▶ **WHAT TO WORK ON**
According to the text on breathing and anxiety, what are the two types of breathing?
[SUPPLIED TEXT Boundary: Start]
For thousands of years, deep and mindful breathing has been used to help treat the gut-wrenching, chest-tightening symptoms of anxiety. For the last thirty years, there have been many scientific studies that explored the link between health and deep breathing.
How you are breathing can have both a mental and physiological effect. Breathing too rapidly or shallowly can contribute to stress and anxiety, as it triggers the body’s “fight or flight” response. On the other hand, breathing deeply and consciously has been shown to help manage anxiety, reduce stress, and it can even help you get to sleep quicker.
Many of the best breathing exercises for anxiety have their root in ancient yogic traditions, as slow and mindful breathing has long been a central part of meditation and yoga practices.
Here is something that many people are not aware of. Paradoxically, the feeling of being short of breath comes from the fact that the person is not actually breathing properly. This is because there are two different types of breathing: thoracic breathing, which is when you breathe from your chest, and diaphragmatic breathing, which is when you breathe from your abdomen.
[SUPPLIED TEXT Boundary: End]
[EXERCISE DATA Boundary: Start]
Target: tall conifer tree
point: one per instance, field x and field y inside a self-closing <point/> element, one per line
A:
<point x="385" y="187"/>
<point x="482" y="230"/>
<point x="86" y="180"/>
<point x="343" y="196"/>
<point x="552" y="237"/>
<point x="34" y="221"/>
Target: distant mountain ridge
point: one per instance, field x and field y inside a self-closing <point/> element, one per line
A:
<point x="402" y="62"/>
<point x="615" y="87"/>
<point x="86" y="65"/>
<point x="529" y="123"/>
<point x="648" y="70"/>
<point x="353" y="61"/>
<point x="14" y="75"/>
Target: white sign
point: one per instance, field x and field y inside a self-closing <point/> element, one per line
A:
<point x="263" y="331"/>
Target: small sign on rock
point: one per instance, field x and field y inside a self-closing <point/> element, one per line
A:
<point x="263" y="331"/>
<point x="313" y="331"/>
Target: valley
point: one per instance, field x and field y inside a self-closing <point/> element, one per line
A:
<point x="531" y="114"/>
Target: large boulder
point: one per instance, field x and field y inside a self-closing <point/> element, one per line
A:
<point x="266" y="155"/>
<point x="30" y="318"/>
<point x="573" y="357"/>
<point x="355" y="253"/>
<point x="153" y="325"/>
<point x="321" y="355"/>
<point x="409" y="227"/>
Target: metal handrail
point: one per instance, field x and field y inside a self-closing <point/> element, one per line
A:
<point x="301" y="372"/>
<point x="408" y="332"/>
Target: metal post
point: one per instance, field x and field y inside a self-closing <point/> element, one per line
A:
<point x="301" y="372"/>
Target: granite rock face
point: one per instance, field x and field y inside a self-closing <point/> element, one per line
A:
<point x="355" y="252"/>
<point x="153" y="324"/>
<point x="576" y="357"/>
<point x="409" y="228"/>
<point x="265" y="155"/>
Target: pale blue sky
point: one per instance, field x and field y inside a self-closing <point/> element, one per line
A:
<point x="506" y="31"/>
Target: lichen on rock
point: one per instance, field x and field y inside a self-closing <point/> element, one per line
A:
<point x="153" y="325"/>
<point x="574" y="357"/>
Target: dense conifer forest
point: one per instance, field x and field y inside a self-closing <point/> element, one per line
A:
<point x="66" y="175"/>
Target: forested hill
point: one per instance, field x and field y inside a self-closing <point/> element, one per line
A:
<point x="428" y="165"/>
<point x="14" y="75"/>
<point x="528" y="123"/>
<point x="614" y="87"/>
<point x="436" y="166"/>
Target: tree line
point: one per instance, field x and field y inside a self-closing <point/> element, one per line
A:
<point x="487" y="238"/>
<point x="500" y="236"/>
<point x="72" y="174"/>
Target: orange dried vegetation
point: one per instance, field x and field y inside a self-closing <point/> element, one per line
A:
[EXERCISE DATA Boundary: End]
▶ **EXERCISE SOLUTION**
Thoracic breathing, which is breathing from the chest, and diaphragmatic breathing, which is breathing from the abdomen.